> **TEXT SHOWN**:
"""
Quake: NZ evacuees get food, shelter, web access

Published Nov 17, 2016

Share

Christchurch - Hundreds of survivors stranded by a huge earthquake that struck central New Zealand three days ago reached Christchurch by a naval ship early on Thursday, as engineers in the capital, Wellington, assessed the state of dozens of damaged buildings.

Around 450 tourists and residents from the small seaside town of Kaikoura were taken by the New Zealand navy's multi-role vessel HMNZS Canterbury 150km south to Christchurch, the South Island's largest city, overnight.

Most tourists had continued their journeys, but around 130 people were being housed temporarily in Canterbury University's student halls.

A student volunteer army, formed after a 6.3 magnitude tremor that killed almost 200 people in Christchurch in 2011, had mobilised to help the evacuees, said university spokeswoman Margaret Agnew.

“They've set up to feed people, house people, they've got all the facilities they need,” she said. “We've set them up with wi-fi, that was one of the things they were asking for.”

Kaikoura, a fishing community and popular whale-watching base ringed by steep mountains, had been completely cut off by large landslides that covered road and rail links.

With damage expected to take months to repair, the government announced a NZ$7.5 million ($5.3 million) package to support small businesses in Kaikoura for two months.
"""
> **DATA FOR REVIEW**:
"""
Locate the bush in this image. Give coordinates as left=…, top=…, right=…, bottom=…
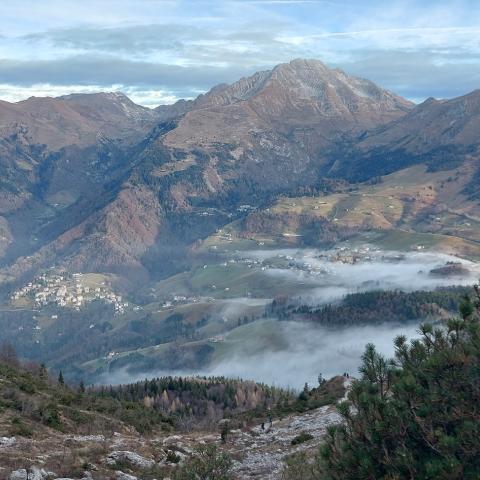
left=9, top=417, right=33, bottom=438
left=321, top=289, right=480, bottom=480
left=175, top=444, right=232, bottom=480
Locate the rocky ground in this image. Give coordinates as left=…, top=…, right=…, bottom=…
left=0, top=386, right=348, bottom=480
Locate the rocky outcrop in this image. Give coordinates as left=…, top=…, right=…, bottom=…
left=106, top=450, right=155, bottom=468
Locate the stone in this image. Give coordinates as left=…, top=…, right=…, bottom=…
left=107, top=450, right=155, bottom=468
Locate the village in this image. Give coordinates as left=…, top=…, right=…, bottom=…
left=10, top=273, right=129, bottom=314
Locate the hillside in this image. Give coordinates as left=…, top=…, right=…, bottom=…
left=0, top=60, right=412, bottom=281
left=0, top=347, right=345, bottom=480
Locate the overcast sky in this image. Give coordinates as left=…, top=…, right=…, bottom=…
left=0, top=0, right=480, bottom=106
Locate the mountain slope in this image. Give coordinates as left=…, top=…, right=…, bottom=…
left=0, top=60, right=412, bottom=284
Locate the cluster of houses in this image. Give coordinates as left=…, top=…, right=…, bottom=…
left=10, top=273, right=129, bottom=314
"""
"""
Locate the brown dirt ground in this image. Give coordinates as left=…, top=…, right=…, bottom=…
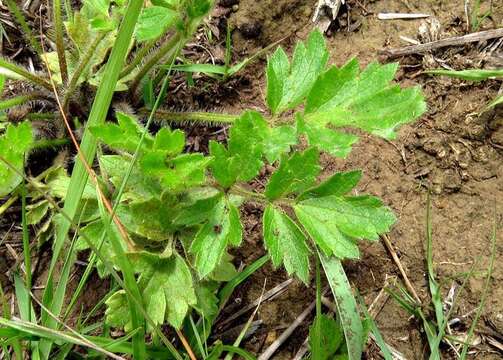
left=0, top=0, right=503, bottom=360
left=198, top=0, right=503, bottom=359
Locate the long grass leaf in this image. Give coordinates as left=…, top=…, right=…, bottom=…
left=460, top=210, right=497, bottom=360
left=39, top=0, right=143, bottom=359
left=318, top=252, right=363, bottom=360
"""
"""
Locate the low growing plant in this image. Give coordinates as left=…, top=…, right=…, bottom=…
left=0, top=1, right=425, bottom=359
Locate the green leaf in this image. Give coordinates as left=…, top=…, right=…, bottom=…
"""
From the earthquake news article above, list every number of people that is given as a figure, and say what each one counts.

- Around 450: tourists and residents taken from Kaikoura to Christchurch on HMNZS Canterbury
- Around 130: people temporarily housed in Canterbury University's student halls
- Almost 200: people killed by the 6.3 magnitude tremor in Christchurch in 2011